_Problem to solve_
Beginning at the line containing "Where in this photo can the calf be", output every line to the end of the data below exactly as it appears.

(Coordinate labeling data)
──────

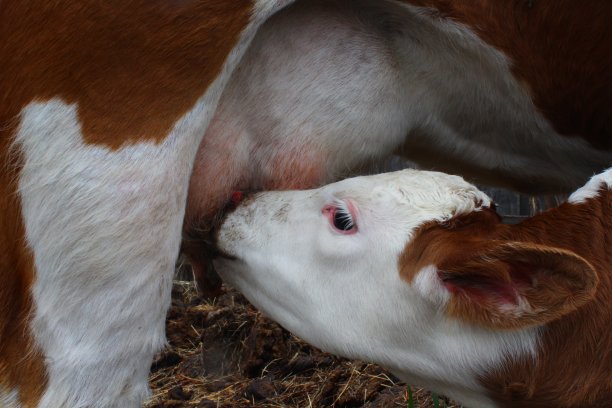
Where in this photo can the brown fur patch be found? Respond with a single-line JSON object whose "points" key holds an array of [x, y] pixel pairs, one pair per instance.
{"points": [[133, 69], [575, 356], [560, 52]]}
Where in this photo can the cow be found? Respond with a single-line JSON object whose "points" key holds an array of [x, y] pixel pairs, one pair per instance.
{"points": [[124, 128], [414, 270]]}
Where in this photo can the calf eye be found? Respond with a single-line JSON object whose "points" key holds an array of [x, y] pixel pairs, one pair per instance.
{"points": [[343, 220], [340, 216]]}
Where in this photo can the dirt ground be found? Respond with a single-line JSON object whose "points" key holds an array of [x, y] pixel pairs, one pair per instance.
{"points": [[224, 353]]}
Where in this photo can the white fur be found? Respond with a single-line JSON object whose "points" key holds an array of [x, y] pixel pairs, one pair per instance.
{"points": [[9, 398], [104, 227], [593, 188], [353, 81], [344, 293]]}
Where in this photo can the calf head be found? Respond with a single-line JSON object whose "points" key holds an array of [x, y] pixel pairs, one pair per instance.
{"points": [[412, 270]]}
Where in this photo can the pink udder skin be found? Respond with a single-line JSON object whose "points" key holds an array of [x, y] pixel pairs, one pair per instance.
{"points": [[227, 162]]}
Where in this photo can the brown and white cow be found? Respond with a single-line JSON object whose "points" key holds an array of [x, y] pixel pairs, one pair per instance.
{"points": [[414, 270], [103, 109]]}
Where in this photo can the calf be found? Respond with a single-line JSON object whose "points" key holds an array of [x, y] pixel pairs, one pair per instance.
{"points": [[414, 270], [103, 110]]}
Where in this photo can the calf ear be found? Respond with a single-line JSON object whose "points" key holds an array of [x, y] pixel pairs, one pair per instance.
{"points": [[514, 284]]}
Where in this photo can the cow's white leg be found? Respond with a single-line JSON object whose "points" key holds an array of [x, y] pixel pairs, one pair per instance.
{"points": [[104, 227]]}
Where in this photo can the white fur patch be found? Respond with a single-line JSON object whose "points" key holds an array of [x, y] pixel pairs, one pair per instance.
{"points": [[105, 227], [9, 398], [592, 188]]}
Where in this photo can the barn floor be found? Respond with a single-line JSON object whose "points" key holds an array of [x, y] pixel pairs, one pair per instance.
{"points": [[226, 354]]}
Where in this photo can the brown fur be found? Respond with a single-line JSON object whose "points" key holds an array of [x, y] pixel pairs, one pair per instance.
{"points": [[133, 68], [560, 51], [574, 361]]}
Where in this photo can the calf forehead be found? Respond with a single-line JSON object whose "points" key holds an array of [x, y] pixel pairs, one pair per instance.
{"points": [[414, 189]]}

──────

_Response to this exercise_
Where in this photo can the calf be found? Respond with a single-line JSON object whose "points" key holds an array of [x, y] pixel pairs, one pair per instance.
{"points": [[414, 270], [103, 110]]}
Where in this photo can the calf ear be found? Respond with a single-line JSON object whose "points" key holds an array of [x, y] pixel pairs, one pair per instance.
{"points": [[514, 284]]}
Where in this photo can the cow's white leg be found? Respond with a single-line JSON object whose "points" key holds an array of [x, y] pixel pairs, one pair per instance.
{"points": [[104, 227]]}
Where in this photo can the white fur patch be found? Respond with a single-line JSON object whose "points" key holds an array of [x, y] pixel pairs, one pair per instance.
{"points": [[105, 227], [9, 398], [592, 188]]}
Where in this photo can the barn floor be found? Respond with a single-line JSON object whose "points" key holds an array of [x, y] pixel pairs, one pair per instance.
{"points": [[226, 354]]}
Where in this photo can the brown fur be found? Respond with a single-line JSON object whose "points" key holds an array of [x, y] pixel pairs, one pair per instance.
{"points": [[133, 68], [560, 51], [574, 361]]}
Where in this photo can the calf forehead be found? Respond with a single-line JSON object whose "points" key holds an array of [x, y] pixel pairs, one pair per instance.
{"points": [[414, 189]]}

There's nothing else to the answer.